• **PROBLEM REQUIREMENTS**:
Every line of the data is to be transcribed without error.

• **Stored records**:
Start of Block

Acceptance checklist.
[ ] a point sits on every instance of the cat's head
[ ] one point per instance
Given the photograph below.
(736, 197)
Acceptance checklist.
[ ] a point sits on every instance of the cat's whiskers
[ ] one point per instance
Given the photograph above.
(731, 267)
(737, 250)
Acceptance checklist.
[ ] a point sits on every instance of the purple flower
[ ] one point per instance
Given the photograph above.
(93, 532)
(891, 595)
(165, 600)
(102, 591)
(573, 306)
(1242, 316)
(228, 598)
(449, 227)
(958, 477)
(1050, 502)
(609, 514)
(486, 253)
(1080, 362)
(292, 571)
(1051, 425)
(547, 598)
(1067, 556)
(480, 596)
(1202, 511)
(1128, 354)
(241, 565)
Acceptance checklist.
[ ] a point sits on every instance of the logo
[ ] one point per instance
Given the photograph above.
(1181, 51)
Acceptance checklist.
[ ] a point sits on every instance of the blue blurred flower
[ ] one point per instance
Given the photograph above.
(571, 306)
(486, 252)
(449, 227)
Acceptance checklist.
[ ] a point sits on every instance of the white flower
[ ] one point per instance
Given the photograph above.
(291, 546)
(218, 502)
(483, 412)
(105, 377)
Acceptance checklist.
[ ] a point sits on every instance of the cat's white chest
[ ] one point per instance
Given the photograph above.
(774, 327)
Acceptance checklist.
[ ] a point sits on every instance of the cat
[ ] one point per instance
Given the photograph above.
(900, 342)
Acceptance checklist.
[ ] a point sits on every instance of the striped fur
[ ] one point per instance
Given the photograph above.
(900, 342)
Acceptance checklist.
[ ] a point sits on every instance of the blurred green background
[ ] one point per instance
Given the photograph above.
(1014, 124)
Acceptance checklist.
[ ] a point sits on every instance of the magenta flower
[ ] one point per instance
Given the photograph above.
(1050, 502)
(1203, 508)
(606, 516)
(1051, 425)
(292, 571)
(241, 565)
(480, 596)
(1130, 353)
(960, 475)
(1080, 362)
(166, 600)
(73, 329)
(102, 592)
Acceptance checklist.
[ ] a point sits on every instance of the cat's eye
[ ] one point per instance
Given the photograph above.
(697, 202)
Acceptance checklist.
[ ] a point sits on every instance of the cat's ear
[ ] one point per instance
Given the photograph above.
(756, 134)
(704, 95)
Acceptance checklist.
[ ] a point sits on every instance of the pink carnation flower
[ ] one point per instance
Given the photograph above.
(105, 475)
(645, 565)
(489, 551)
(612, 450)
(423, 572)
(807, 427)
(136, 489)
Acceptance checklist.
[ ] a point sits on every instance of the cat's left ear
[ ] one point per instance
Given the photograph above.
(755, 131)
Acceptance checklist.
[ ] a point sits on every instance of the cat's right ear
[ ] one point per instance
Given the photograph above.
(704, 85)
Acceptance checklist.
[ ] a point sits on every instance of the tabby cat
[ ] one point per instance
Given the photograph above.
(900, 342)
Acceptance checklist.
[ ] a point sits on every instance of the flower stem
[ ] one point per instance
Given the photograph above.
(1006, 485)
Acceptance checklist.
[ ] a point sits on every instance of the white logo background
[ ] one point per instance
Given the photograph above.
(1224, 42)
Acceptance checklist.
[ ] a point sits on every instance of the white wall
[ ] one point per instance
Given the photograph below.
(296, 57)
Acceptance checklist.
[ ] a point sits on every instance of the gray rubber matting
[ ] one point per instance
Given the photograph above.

End of Block

• **RESPONSE BELOW**:
Acceptance checklist.
[ ] a point sits on every instance of the cat's head
[ ] one point per instance
Given the photograph below.
(736, 197)
Acceptance checklist.
[ ] a point sits on every instance of the cat's whiskers
[ ] one point per instance
Given the photograph above.
(731, 267)
(737, 250)
Acceptance checklist.
[ ] a point sits on every instance of the purple flower
[ ] one point per instance
Given the photograph above.
(93, 532)
(891, 595)
(165, 600)
(102, 591)
(573, 306)
(1242, 316)
(228, 598)
(449, 227)
(958, 477)
(1050, 502)
(609, 514)
(486, 253)
(1080, 362)
(292, 571)
(1051, 425)
(547, 598)
(1067, 556)
(480, 596)
(1202, 511)
(1128, 354)
(241, 565)
Acceptance checklist.
[ ] a point sits on every instance of the logo
[ ] one point per instance
Given the photograph above.
(1181, 51)
Acceptance checklist.
[ ] a point sits on every instance of the blue blurred flower
[ ] one point per instance
Given the photograph above.
(571, 306)
(486, 252)
(449, 227)
Acceptance checklist.
[ ] a point sits on every instance of the white flower
[ ] one point per instance
Given the photograph above.
(291, 546)
(218, 502)
(483, 412)
(105, 377)
Acceptance checklist.
[ ] a point sits on every instance of the cat's white chest
[ ] one point per instance
Given the photograph above.
(774, 327)
Acceptance checklist.
[ ] a point sits on every instance of the cat
[ ] one point per instance
Given the photograph above.
(900, 342)
Acceptance checklist.
[ ] a point sits on every instance of the striped fur
[ ] one point per instance
Given the photograph above.
(900, 342)
Acceptance checklist.
[ ] a point sits on every instance of the blurred green background
[ ] one point per instance
Given the photograph above.
(1014, 124)
Acceptance checklist.
[ ] a point sits on every instance of the magenta flower
[ ] one point per instance
Given the photograph above.
(1050, 502)
(1203, 508)
(606, 516)
(1051, 425)
(292, 571)
(241, 565)
(480, 596)
(1130, 353)
(960, 475)
(1080, 362)
(166, 600)
(73, 329)
(102, 592)
Acceptance checklist.
[ ] a point sits on every instance of the cat's eye
[ ] one point per instance
Given the photograph above.
(697, 202)
Acceptance checklist.
[ ] a point sits on every instance of the cat's ear
[ ] one point per instance
Given the photograph above.
(756, 134)
(704, 95)
Acceptance checklist.
[ ] a point sits on every instance of the pink carnation flower
[ ] one point per instance
Given the photograph above.
(105, 475)
(645, 565)
(489, 551)
(612, 450)
(423, 572)
(807, 427)
(136, 489)
Acceptance checklist.
[ ] a point sits on every instance of the cat's left ear
[ ] one point per instance
Given the photograph above.
(755, 131)
Acceptance checklist.
[ ] a point sits on every instance of the cat's right ear
[ ] one point per instance
Given the photograph above.
(704, 85)
Acceptance checklist.
[ ] a point sits on every instance of the tabby cat
[ ] one point per instance
Given the photograph above.
(900, 342)
Acceptance checklist.
[ ] a point sits on every instance of the flower stem
[ ] one point per instance
Given the photograph above.
(1006, 485)
Acceptance checklist.
[ ] a point sits on every instance of the white logo background
[ ] one point per instance
Given the photograph above.
(1224, 42)
Acceptance checklist.
[ ] a point sits on every instance of the white wall
[ ] one point per instance
Given the photograph below.
(296, 57)
Acceptance checklist.
[ ] a point sits on every instance of the gray rubber matting
[ ] one point per instance
Given the photograph above.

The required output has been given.